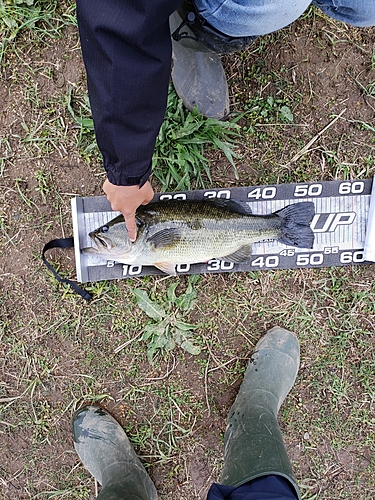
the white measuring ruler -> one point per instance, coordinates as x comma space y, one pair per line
344, 228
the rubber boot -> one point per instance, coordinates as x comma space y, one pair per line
253, 444
198, 75
107, 454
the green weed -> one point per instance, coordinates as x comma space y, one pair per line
179, 161
168, 327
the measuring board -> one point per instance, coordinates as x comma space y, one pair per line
343, 236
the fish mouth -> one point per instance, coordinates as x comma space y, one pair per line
101, 241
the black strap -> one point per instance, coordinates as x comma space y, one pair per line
63, 243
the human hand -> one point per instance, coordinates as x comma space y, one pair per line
127, 199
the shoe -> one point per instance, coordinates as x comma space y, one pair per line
253, 444
198, 77
107, 454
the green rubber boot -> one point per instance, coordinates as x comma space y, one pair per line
107, 454
198, 75
253, 444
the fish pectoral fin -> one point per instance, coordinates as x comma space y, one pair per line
240, 255
166, 238
89, 251
166, 267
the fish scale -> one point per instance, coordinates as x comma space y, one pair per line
175, 232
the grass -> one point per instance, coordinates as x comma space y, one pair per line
57, 352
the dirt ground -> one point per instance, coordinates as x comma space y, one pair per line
57, 351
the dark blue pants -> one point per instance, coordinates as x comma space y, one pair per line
263, 488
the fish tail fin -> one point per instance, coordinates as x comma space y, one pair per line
296, 230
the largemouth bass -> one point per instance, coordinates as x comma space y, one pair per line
189, 232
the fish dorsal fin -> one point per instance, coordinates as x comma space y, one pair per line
240, 255
239, 207
166, 238
166, 267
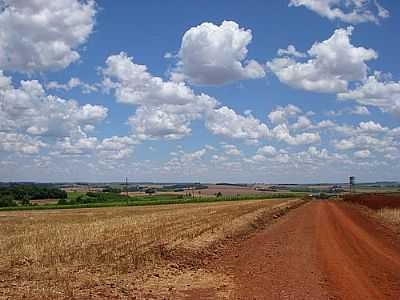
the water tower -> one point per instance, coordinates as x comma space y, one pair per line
352, 184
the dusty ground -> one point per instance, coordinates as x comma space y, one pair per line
123, 252
320, 250
323, 250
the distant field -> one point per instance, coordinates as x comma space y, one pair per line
56, 253
385, 205
116, 200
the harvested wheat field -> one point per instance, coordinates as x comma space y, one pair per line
119, 252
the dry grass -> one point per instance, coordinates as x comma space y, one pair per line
69, 249
391, 215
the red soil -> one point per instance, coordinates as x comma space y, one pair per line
323, 250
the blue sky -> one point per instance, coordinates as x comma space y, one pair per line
272, 91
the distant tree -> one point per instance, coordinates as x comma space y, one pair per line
150, 191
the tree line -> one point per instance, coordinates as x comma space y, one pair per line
12, 194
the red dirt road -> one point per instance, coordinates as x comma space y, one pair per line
322, 250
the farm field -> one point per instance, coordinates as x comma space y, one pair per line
260, 249
78, 253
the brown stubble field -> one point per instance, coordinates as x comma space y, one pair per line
116, 252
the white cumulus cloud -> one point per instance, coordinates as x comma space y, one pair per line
349, 11
216, 55
43, 35
331, 65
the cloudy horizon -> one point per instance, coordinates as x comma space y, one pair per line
223, 92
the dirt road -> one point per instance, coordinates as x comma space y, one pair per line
322, 250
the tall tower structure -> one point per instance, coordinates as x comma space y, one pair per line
352, 184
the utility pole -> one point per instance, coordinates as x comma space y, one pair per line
126, 188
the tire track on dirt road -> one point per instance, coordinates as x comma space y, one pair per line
322, 250
359, 258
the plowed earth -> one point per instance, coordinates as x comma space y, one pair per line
322, 250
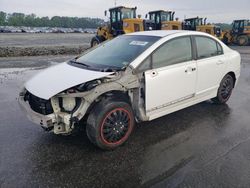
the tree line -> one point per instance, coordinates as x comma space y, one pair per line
31, 20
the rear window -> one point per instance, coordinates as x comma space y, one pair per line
207, 47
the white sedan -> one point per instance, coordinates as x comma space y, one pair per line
132, 78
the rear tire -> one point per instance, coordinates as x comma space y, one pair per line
110, 123
242, 40
225, 90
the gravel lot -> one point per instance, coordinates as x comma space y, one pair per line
26, 44
205, 145
43, 39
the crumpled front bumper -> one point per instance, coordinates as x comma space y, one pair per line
46, 121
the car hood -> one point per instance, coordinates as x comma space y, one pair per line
58, 78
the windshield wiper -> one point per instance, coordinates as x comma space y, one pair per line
79, 63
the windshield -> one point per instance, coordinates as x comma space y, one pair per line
117, 53
165, 16
128, 13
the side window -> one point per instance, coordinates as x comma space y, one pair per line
175, 51
220, 50
206, 47
145, 65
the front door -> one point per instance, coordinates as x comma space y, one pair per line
173, 77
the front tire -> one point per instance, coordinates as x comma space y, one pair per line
225, 90
110, 123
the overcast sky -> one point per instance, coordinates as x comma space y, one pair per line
214, 10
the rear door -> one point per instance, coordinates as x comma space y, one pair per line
211, 64
173, 77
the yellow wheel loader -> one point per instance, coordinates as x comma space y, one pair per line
199, 24
122, 20
164, 20
240, 33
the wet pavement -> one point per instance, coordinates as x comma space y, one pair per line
205, 145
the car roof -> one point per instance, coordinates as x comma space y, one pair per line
163, 33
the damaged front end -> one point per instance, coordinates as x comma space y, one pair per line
62, 112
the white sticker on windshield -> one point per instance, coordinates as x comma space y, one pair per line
138, 43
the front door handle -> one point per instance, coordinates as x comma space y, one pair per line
153, 73
220, 62
190, 69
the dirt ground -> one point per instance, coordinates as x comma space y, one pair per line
26, 44
43, 39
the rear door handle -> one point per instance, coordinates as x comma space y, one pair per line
190, 69
220, 62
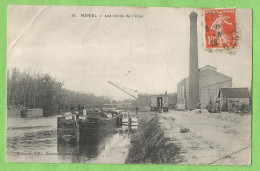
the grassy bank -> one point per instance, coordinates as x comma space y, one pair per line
148, 144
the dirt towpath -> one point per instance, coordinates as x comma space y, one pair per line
213, 138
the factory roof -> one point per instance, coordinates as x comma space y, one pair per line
235, 92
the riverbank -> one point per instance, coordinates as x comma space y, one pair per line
213, 138
149, 145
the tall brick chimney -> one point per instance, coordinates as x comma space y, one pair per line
193, 71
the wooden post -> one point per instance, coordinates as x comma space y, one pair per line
129, 120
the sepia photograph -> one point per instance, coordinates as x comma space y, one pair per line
129, 85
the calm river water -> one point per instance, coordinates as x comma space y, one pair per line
35, 140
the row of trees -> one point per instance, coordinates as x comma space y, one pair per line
43, 91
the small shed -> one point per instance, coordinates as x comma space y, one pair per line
231, 99
159, 102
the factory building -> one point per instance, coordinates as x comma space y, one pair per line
202, 85
210, 82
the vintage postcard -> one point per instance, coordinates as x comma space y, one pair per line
135, 85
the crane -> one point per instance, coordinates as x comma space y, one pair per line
122, 88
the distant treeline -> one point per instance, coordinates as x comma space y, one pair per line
43, 91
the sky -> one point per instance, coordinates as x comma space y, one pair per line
149, 53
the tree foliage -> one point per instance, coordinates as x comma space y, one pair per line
43, 91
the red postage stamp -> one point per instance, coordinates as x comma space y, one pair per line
221, 28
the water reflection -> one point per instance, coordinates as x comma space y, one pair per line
96, 145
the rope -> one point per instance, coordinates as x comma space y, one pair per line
226, 156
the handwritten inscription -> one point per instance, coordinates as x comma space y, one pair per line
93, 15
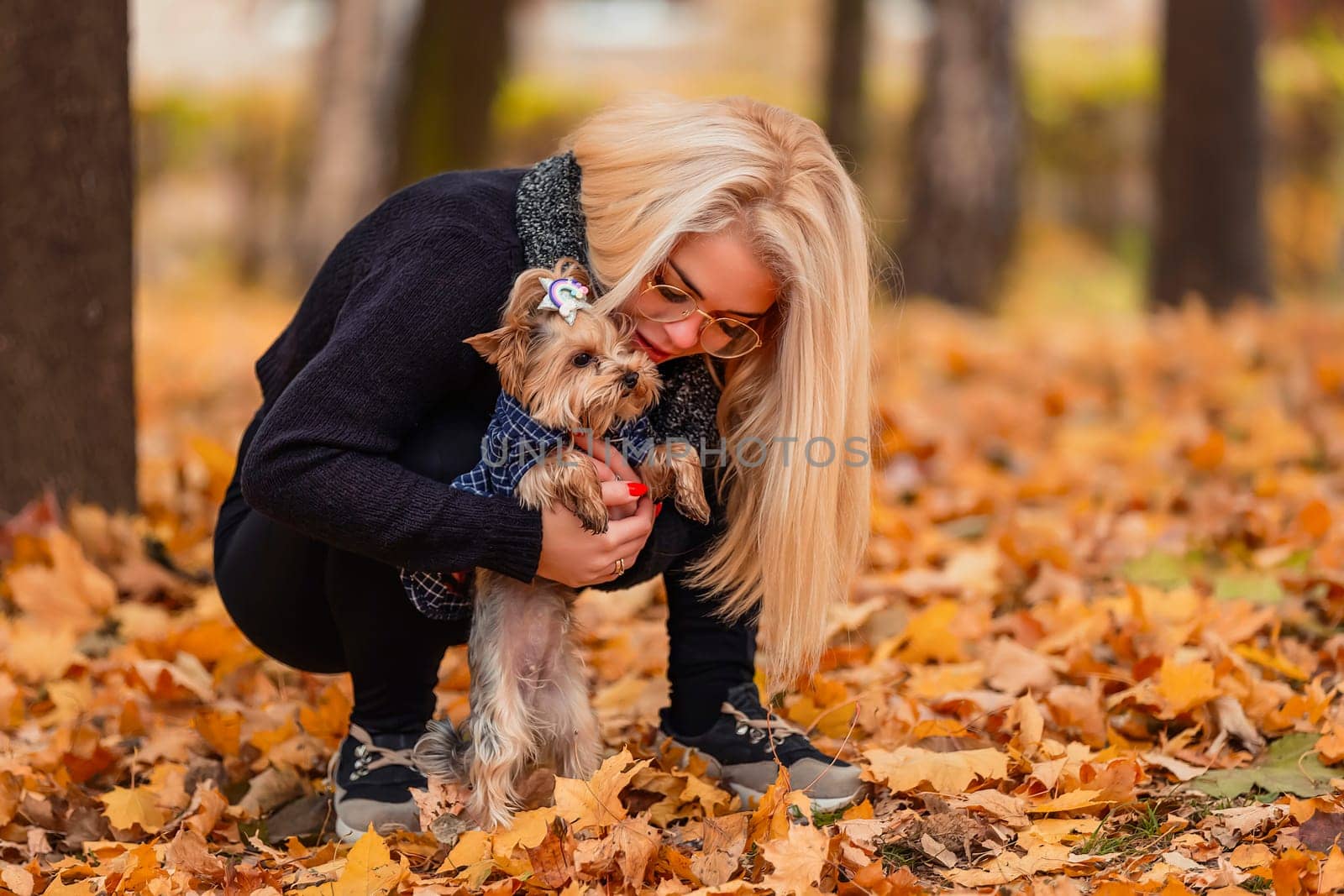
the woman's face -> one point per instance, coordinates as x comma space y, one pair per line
723, 275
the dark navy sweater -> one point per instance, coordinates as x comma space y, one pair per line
373, 403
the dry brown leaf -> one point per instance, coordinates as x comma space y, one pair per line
909, 768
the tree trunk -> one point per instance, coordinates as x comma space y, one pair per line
457, 60
351, 152
66, 378
846, 62
1210, 234
965, 152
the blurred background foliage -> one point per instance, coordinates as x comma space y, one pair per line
228, 139
1034, 159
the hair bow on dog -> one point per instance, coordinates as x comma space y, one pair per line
564, 296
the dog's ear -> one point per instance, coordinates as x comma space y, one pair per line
506, 348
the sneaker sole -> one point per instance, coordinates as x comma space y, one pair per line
752, 797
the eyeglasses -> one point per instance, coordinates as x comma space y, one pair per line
719, 336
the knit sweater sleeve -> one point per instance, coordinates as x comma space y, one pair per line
322, 458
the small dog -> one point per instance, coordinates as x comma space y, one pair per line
564, 367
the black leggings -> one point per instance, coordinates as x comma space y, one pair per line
320, 609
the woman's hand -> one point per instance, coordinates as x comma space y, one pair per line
575, 557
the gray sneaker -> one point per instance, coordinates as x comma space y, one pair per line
743, 745
373, 774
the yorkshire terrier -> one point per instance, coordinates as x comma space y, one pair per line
564, 367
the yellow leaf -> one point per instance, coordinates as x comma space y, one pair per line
77, 888
369, 868
1276, 661
221, 730
1186, 685
1070, 801
127, 808
862, 810
528, 831
909, 768
472, 846
770, 819
929, 634
1332, 872
797, 860
69, 594
596, 804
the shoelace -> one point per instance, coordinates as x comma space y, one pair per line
370, 755
776, 728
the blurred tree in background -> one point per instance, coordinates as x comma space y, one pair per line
66, 380
1210, 230
457, 60
965, 154
847, 56
1008, 149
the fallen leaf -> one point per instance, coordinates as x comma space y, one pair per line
907, 768
127, 808
797, 860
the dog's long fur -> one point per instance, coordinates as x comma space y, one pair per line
528, 692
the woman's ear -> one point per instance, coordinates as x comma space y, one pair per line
506, 348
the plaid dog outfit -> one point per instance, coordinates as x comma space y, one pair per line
550, 224
514, 443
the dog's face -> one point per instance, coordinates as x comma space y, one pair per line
582, 375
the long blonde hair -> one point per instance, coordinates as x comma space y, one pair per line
658, 167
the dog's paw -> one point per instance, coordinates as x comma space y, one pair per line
593, 516
692, 504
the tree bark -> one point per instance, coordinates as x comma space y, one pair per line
351, 157
457, 60
66, 376
1210, 235
965, 155
846, 60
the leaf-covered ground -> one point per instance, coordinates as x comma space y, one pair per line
1095, 647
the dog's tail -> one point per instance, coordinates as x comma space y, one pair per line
443, 752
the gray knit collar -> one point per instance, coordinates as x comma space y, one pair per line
550, 224
550, 215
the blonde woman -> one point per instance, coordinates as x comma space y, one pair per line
732, 235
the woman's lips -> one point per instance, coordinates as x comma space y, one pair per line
649, 349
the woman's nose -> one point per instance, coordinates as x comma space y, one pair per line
685, 333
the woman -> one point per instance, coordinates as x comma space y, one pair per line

AIM:
Reproduce, word for word, everything from the line containing "the woman's nose" down to the last line of the records.

OUTPUT:
the woman's nose -> one point per instance, coordinates as x comma space y, one pair per line
685, 333
the woman -> one point per instance, coordinates as x comma space y, one pair per line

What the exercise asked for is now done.